**Description of the task:** Reproduce each record below in full, word for word, without images.

Photo-based referring expression data:
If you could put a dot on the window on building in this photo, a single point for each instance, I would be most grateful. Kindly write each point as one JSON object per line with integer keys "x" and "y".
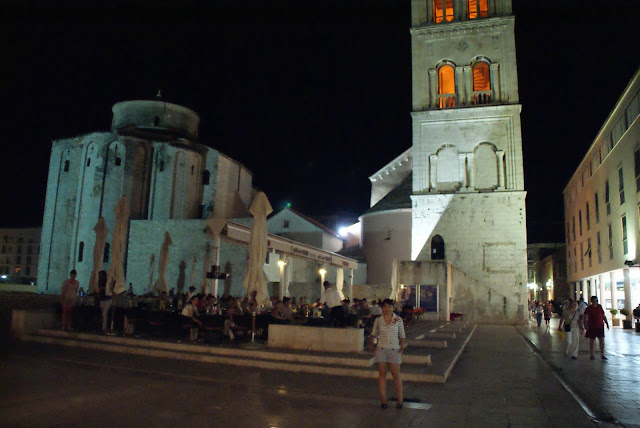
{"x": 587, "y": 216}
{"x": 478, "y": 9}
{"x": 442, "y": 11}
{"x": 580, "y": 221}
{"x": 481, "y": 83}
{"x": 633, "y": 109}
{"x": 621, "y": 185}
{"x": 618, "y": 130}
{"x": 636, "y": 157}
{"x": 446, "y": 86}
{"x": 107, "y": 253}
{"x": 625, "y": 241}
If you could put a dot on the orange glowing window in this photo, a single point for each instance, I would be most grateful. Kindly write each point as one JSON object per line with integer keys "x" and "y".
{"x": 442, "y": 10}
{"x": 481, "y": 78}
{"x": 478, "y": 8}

**Result for this exercise:**
If you could put a dot on the window on building in this photo, a single point for each instance, I would be most grateful. Kindly write each point as one JSON object per line with integer keys "x" and "y".
{"x": 587, "y": 216}
{"x": 478, "y": 9}
{"x": 442, "y": 11}
{"x": 580, "y": 221}
{"x": 481, "y": 83}
{"x": 633, "y": 109}
{"x": 621, "y": 185}
{"x": 618, "y": 130}
{"x": 636, "y": 157}
{"x": 446, "y": 86}
{"x": 107, "y": 253}
{"x": 625, "y": 241}
If you could put a dot on the orange glowing window in this photo, a single point for each instance, I would be most grateful. Kindly write each point as one JSON object per line with integer keys "x" and "y".
{"x": 442, "y": 10}
{"x": 481, "y": 78}
{"x": 478, "y": 8}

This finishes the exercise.